-- Begin INFORMATION SHOWN --

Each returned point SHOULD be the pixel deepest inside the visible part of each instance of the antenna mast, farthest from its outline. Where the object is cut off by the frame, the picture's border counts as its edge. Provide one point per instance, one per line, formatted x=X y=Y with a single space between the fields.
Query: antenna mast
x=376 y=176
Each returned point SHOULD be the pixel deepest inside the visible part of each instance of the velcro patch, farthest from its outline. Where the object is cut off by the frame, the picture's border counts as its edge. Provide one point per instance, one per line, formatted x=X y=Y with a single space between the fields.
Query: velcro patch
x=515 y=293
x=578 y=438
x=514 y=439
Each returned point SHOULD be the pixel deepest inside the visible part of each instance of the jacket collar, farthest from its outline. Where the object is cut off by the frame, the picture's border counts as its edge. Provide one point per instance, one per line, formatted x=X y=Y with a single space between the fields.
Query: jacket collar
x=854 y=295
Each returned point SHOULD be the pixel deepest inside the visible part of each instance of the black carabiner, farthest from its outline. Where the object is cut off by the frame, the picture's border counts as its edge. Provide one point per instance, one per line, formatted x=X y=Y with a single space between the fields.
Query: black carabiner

-- End INFORMATION SHOWN --

=== WORK TO BE COMPLETED ===
Copy out the records above word for word, covering all of them.

=== ANSWER BELOW ===
Each returned point SHOULD be the pixel deepest inside the visible part of each instance of the antenna mast, farthest from its outline. Where the object is cut off by the frame, the picture's border counts as its edge. Provide one point per instance, one per line, formatted x=X y=Y with a single space between the fields.
Query: antenna mast
x=376 y=176
Each returned point SHOULD be the pixel deepest inside the visible part of each instance of the velcro patch, farthest from its outline. Where the object is cut off by the frame, the picture's border counts as its edge. Provide one point per instance, one per line, formatted x=X y=Y with a single space between the fields.
Query: velcro patch
x=515 y=293
x=578 y=438
x=514 y=439
Each returned point SHOULD be the pixel deepest inside the visible part of each instance of the jacket collar, farthest from its outline. Where the object is cut off by the frame, the picture's border counts as its edge. Provide one point per instance, one per line, formatted x=X y=Y with a single space between the fields.
Query: jacket collar
x=854 y=295
Each returned point SHOULD be the pixel deepest inside the visible part of each instance of the black carabiner, farthest from its outline. Where the object is cut off by the frame, the picture's border counts as its edge. Provide one point per instance, one per line, formatted x=X y=Y with a single space between the fields.
Query: black carabiner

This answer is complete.